Action item :: Since each line must match the original, copy out the records with no differences at all.
START Source data
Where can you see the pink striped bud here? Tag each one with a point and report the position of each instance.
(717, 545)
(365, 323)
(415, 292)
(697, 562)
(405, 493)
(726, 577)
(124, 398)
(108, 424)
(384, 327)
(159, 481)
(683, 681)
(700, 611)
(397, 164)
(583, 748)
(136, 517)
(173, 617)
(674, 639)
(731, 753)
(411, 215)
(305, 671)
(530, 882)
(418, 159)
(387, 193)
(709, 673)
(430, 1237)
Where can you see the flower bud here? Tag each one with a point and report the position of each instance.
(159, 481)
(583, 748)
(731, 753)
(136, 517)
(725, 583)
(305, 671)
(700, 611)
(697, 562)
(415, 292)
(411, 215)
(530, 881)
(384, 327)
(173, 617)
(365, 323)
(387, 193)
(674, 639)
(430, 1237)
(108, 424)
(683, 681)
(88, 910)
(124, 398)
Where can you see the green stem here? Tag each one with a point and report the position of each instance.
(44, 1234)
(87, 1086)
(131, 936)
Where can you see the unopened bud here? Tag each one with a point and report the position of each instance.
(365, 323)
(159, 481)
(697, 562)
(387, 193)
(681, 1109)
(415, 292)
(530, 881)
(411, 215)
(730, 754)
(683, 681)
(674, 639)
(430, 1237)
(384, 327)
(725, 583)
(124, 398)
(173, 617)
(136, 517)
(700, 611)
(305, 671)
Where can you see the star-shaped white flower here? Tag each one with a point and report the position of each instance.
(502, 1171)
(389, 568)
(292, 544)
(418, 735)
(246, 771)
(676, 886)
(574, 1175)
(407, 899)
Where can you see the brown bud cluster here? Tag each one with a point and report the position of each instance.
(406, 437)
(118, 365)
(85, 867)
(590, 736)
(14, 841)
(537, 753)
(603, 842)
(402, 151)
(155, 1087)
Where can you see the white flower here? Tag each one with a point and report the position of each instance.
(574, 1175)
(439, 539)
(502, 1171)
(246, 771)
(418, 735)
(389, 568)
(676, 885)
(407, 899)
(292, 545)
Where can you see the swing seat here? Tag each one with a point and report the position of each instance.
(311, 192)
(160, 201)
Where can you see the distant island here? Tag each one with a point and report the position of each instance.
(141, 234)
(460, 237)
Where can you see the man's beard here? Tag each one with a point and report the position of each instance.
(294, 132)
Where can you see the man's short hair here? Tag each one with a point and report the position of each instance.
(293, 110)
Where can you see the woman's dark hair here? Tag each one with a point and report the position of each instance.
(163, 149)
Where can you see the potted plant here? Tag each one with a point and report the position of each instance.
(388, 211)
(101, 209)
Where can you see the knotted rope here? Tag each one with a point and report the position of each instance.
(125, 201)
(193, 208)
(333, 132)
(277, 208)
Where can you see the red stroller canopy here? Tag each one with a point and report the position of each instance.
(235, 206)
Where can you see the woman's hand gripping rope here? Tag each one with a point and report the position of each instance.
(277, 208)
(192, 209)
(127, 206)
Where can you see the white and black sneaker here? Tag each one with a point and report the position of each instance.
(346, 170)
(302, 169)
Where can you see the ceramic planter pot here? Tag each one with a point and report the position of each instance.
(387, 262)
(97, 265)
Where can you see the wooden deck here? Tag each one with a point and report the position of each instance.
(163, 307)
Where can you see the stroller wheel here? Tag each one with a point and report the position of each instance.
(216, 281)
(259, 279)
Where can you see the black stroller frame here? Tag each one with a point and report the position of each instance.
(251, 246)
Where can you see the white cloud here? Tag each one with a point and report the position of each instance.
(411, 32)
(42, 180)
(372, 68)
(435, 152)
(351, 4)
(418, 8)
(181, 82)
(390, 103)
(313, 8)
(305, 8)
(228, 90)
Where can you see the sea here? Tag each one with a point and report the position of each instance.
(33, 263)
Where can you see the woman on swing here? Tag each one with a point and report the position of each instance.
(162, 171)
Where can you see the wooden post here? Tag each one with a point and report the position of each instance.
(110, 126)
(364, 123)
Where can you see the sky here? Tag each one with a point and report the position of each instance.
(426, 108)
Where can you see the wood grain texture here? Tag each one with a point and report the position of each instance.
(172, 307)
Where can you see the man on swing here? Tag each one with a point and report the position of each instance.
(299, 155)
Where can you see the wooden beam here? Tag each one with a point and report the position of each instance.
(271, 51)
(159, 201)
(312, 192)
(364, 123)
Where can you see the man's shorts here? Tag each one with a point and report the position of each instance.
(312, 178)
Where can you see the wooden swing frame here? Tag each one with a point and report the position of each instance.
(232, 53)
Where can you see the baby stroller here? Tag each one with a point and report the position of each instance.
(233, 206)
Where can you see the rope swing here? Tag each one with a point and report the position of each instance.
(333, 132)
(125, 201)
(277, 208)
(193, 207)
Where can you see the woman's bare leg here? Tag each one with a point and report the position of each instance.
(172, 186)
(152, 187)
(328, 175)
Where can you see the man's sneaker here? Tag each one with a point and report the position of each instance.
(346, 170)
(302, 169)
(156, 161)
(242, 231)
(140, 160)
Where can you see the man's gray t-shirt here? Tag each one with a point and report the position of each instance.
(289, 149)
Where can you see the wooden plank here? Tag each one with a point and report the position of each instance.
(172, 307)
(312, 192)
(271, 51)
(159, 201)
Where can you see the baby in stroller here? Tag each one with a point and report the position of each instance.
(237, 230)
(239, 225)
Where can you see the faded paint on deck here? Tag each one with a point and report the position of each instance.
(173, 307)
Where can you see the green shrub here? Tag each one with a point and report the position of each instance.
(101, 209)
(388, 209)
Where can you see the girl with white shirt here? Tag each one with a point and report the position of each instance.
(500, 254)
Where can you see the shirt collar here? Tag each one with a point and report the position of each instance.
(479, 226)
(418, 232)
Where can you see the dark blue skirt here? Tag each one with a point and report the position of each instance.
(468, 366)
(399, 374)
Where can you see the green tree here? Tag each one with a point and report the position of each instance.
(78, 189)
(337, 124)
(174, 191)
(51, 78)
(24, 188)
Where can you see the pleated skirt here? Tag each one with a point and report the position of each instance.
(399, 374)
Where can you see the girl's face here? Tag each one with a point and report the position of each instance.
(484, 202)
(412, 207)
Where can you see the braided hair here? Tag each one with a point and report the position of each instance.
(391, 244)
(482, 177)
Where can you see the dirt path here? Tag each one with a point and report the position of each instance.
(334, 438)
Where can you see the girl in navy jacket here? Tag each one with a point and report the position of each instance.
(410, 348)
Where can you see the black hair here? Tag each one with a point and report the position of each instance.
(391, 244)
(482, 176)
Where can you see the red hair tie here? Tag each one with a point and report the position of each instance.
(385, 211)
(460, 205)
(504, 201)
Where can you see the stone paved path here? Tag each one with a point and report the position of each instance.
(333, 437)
END Source data
Response for this exercise ::
Where can you see the pink striped bud here? Tag each one with a point and report the position of each instance.
(717, 545)
(365, 323)
(415, 292)
(697, 562)
(405, 493)
(726, 577)
(124, 398)
(108, 424)
(384, 327)
(159, 481)
(683, 681)
(700, 611)
(397, 164)
(583, 748)
(136, 517)
(173, 617)
(674, 639)
(731, 753)
(411, 215)
(305, 671)
(530, 882)
(418, 159)
(387, 193)
(709, 673)
(430, 1237)
Where can you see the flower bud here? Tag each one with a point and report the position of each instance.
(159, 481)
(583, 748)
(731, 753)
(136, 517)
(725, 583)
(305, 671)
(700, 611)
(697, 562)
(415, 292)
(411, 215)
(530, 881)
(384, 327)
(173, 617)
(365, 323)
(387, 193)
(674, 639)
(430, 1237)
(108, 424)
(683, 681)
(88, 910)
(124, 398)
Where can you see the green stem here? Tag each one with a point and report the position of each instance.
(44, 1234)
(87, 1086)
(131, 936)
Where can you see the unopened bud here? Tag each one with a point and report the position of each instance.
(365, 323)
(159, 481)
(697, 562)
(387, 193)
(681, 1109)
(415, 292)
(530, 881)
(411, 215)
(730, 754)
(683, 681)
(674, 639)
(430, 1237)
(384, 327)
(725, 583)
(124, 398)
(173, 617)
(136, 517)
(700, 611)
(305, 671)
Where can you see the star-shaped white flower here? Tag each one with a point and report the position of each instance.
(502, 1171)
(389, 568)
(292, 544)
(418, 735)
(246, 771)
(676, 886)
(574, 1175)
(407, 899)
Where can you see the brown bud cluster here? Tag each one with a point and report the position of each instance.
(406, 437)
(118, 365)
(85, 867)
(590, 736)
(14, 841)
(537, 753)
(603, 842)
(402, 151)
(155, 1087)
Where can you see the white flower here? Tag each one with a point and report the position of each instance.
(574, 1175)
(439, 539)
(502, 1171)
(246, 771)
(418, 735)
(389, 568)
(676, 885)
(407, 899)
(292, 545)
Where can you see the swing seat here? Tag each one with a point and report the position of each instance.
(311, 192)
(160, 201)
Where can you see the distant island here? Tag each one with a point and report the position of each instance.
(141, 234)
(460, 237)
Where can you see the man's beard here? Tag each one with a point and report the position of each instance.
(294, 132)
Where can you see the man's short hair here? Tag each one with a point and report the position of each instance.
(293, 110)
Where can you see the woman's dark hair here? Tag each one with a point and report the position of each instance.
(163, 149)
Where can you see the potted plant here? Tag each one with a point and report the position of each instance.
(388, 211)
(101, 209)
Where can you see the knotted rope here? Tag each one with a point and report the position of each instance.
(125, 201)
(193, 208)
(333, 132)
(277, 208)
Where can you see the red stroller canopy here? Tag each one with a point and report the position of each instance.
(235, 206)
Where can you see the woman's hand gripping rope here? Tag each one with a point and report the position of each instance.
(277, 208)
(192, 209)
(127, 206)
Where can you see the white and black sneaker here? Tag each one with a point and report the position of each instance.
(346, 170)
(302, 169)
Where can you see the ceramic planter pot here? Tag each one with a point and report the position of each instance.
(387, 262)
(97, 265)
Where can you see the wooden deck here? Tag each one with a point and report the position of each instance.
(163, 307)
Where can you see the stroller wheel here? Tag each one with a point and report the position of each instance.
(216, 281)
(259, 279)
Where can you see the black stroller frame here? Tag each one with a point and report the position of each instance.
(251, 246)
Where can you see the white cloud here? Tag each one with a point and report the position of each instance.
(411, 32)
(42, 180)
(372, 68)
(435, 152)
(351, 4)
(418, 8)
(181, 82)
(390, 103)
(313, 8)
(305, 8)
(228, 90)
Where can you see the sea here? Tag each one with a point and report the position of each instance.
(33, 263)
Where can you see the woman on swing here? Tag each one with a point and report the position of each instance.
(162, 171)
Where can you see the wooden post here? Tag each one with a point and report the position of each instance.
(110, 126)
(364, 123)
Where can you see the sky here? Tag each one with a point and report the position of each instance.
(426, 108)
Where can you see the wood grain texture here? Tag each one with a point and report the position of each instance.
(172, 307)
Where can you see the man on swing here? Tag each one with a point and report the position of each instance.
(299, 155)
Where can you see the wooden beam here? Tag each one with a point and report the position of each instance.
(271, 51)
(159, 201)
(312, 192)
(364, 123)
Where can you see the man's shorts here? Tag each one with a point and report the position of each instance.
(312, 178)
Where can you see the wooden swing frame here? Tag each one with a point and report the position of each instance.
(232, 53)
Where can you see the baby stroller here? Tag each one with a point and report the position of each instance.
(233, 206)
Where can you see the rope swing here? Tag each one with a point and report the position of each instance.
(333, 132)
(125, 201)
(277, 208)
(193, 207)
Where can you see the woman's bare leg here? Tag each one with a point and report the position of each instance.
(172, 186)
(152, 187)
(328, 175)
Where can you see the man's sneaker here? Tag each one with a point and report the position of each instance.
(346, 170)
(302, 169)
(156, 161)
(242, 231)
(140, 160)
Where can you see the man's gray t-shirt here? Tag each one with a point and report the position of each instance.
(289, 149)
Where can you see the wooden plank here? Tag each one with a point and report the position of each instance.
(172, 307)
(312, 192)
(271, 51)
(159, 201)
Where can you see the baby in stroller here? Tag each one with a point and report the position of each instance.
(237, 230)
(239, 225)
Where can you see the faded paint on deck here? Tag each one with a point and report the position of each instance.
(173, 307)
Where can you see the green shrub here? Tag each one with a point and report the position of each instance.
(101, 209)
(388, 209)
Where can you see the girl with white shirt here? Tag each one with a point and report the position of each instance.
(500, 254)
Where can you see the shirt collar here? Tag each one with a point and report the position of each instance.
(479, 226)
(418, 232)
Where can you see the dark blue skirt here? Tag each one with a point and report the position of each instance.
(468, 366)
(399, 374)
Where can you see the green tree here? Tag each one with a point and report the position of each instance.
(78, 189)
(337, 124)
(174, 191)
(51, 78)
(24, 188)
Where can you see the pleated skirt here? Tag each one with a point and report the position of each instance.
(399, 374)
Where can you see the girl's face here? Tag each one with a point and report the position of each instance.
(484, 202)
(412, 207)
Where can you see the braided hair here? Tag each one with a point and report the position of each instance.
(391, 244)
(482, 177)
Where can you see the dirt path here? Tag each one with a point and report the position of each instance.
(334, 438)
Where can you see the girl in navy jacket here? Tag each one with a point and report the position of each instance.
(410, 348)
Where can you see the black hair here? Tag each one with a point and report the position of each instance.
(391, 244)
(482, 176)
Where can you see the red hair tie here? Tag each one with a point and report the position of each instance.
(385, 211)
(460, 205)
(504, 201)
Where can you see the stone paved path here? Tag each one with a point and report the position of each instance.
(333, 437)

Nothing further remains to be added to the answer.